__Consigne A__
Recopiez à l'identique tout ce qui va de « Il est 23 heures, ce » jusqu'à « réaménagement du club. » dans l'extrait sur le D! Club.
__Consigne B__
Selon l'extrait sur le D! Club, pourquoi Thierry Wegmüller pense-t-il que les clubs devraient être subventionnés par la santé publique ? Répondez en une à trois phrases.

__Extrait__

+===+

Portrait. Le D! Club, à Lausanne, fête ses 20 ans. A deux reprises, il a été sacré meilleur club du pays. Rencontre avec son patron depuis 2003, Thierry Wegmüller.

C’est le monde à l’envers. Le patron du D! Club n’est pas un noctambule. Il est «du matin» et se lève vers 5 heures tous les jours pour travailler. «Je n’ai fait la fermeture du club que 3 fois», s’amuse l’intéressé.

Il est 23 heures, ce samedi soir, l’établissement de 550 m2 se remplit rapidement. Le D!, ce sont deux espaces, séparés par un mur amovible. Le dancefloor principal et un balcon plus intimiste, le Bar Club ABC. Là, une citation de la série Grey’s Anatomy accueille le visiteur: «Je pense que l’on pourrait être extraordinaire ensemble, plutôt qu’ordinaire séparément.» Cela pourrait être l’adage du maître des lieux, depuis. «On est parti de rien! Mais j’ai eu la chance de travailler avec les bonnes personnes. Le D!, c’est un travail d’équipe», explique Thierry Wegmüller en présentant son programmateur musical depuis douze ans, Thierry Collado, et l’architecte Pierre Winthrop, qui a œuvré au récent et habile réaménagement du club.

Ne lui parlez pas de «discothèque». Le D!, c’est autre chose. Ici, les DJ ne se contentent pas de changer de disques dans l’ombre mais font face au public, dans une communion musicale. La salle programme aussi des artistes. Après vingt ans, la liste se révèle longue: Laurent Garnier, IAM, Keziah Jones, Sophie Hunger, Paolo Nutini, Justice, Camille, Louis Bertignac… «Je tiens à continuer à faire des concerts, même si c’est un suicide financier!»

La marque du lieu, c’est le rouge des lumières, qui se marie au noir des murs. Stendhalien. Ce soir, le dancefloor s’est rempli avant minuit. Comment créer la bonne ambiance? Tout y concourt: l’architecture, l’éclairage, la musique… Tout est fait pour favoriser l’alchimie des corps, pour que les visiteurs se mettent à danser le plus tôt possible. Et, bien évidemment, la sécurité est primordiale, à une époque où les nuits sont devenues parfois plus agressives, où l’image de Lausanne a été écornée. «Ce problème me tient particulièrement à cœur. A l’époque, pour une soirée hip-hop avec 800 personnes, j’engageais 6 agents de sécurité. Maintenant, pour une jauge de 950 personnes, ils sont 20 par soirée.»

A chaque soirée son style et sa musique. Jeune et urbain le jeudi. Plus mature, électro et house le vendredi. Le week-end, 50% de la clientèle vient d’autres cantons. «Toute société a besoin d’un défouloir. Nous avons, en tant que club, un rôle social très important. Je pense sincèrement que nous devrions être subventionnés par la santé publique.»

+===+

__Liste présentée__
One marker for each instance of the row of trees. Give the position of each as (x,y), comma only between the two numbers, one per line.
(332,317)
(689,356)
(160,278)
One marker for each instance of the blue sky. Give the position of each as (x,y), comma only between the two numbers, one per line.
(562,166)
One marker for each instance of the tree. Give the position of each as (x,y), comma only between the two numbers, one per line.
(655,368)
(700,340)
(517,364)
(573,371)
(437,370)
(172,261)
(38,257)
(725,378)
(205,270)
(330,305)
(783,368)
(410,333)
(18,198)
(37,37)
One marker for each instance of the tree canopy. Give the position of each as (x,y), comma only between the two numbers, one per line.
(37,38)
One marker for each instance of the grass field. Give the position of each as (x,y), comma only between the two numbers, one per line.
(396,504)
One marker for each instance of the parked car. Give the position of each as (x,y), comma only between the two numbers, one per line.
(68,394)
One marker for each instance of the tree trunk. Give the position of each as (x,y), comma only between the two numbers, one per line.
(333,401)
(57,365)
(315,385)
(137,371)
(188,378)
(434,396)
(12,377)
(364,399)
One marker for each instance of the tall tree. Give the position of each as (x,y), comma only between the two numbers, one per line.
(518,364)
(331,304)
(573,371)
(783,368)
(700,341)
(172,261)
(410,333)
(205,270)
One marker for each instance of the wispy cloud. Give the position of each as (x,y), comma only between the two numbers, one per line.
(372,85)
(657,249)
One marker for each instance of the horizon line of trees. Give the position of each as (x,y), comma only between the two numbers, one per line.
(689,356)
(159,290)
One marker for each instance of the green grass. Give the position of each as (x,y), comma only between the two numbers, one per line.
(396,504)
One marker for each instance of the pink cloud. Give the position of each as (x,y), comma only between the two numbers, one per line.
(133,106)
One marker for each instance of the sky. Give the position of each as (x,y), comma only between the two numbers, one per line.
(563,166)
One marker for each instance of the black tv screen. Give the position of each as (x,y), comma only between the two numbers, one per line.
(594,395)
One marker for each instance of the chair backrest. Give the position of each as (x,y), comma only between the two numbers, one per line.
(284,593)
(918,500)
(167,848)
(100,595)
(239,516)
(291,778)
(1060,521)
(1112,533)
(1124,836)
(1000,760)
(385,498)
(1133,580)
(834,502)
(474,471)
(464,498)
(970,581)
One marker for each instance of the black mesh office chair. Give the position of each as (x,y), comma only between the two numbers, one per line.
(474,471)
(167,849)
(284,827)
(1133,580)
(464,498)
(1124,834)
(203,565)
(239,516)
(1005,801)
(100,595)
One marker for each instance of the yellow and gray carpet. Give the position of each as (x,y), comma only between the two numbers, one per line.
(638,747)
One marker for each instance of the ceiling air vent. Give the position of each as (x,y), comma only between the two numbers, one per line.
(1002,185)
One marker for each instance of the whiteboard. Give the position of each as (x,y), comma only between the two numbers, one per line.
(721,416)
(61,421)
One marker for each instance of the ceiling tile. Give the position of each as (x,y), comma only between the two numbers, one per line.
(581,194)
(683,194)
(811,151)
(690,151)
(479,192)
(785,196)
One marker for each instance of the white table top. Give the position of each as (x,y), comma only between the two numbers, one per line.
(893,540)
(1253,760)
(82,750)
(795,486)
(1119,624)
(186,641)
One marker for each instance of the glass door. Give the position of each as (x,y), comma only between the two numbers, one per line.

+===+

__Réponse rédigée A__
Il est 23 heures, ce samedi soir, l’établissement de 550 m2 se remplit rapidement. Le D!, ce sont deux espaces, séparés par un mur amovible. Le dancefloor principal et un balcon plus intimiste, le Bar Club ABC. Là, une citation de la série Grey’s Anatomy accueille le visiteur: «Je pense que l’on pourrait être extraordinaire ensemble, plutôt qu’ordinaire séparément.» Cela pourrait être l’adage du maître des lieux, depuis. «On est parti de rien! Mais j’ai eu la chance de travailler avec les bonnes personnes. Le D!, c’est un travail d’équipe», explique Thierry Wegmüller en présentant son programmateur musical depuis douze ans, Thierry Collado, et l’architecte Pierre Winthrop, qui a œuvré au récent et habile réaménagement du club.

__Réponse rédigée B__
Pour lui, toute société a besoin d'un défouloir. Les clubs ont donc un rôle social très important, et c'est pour ça qu'il pense sincèrement que la santé publique devrait les subventionner.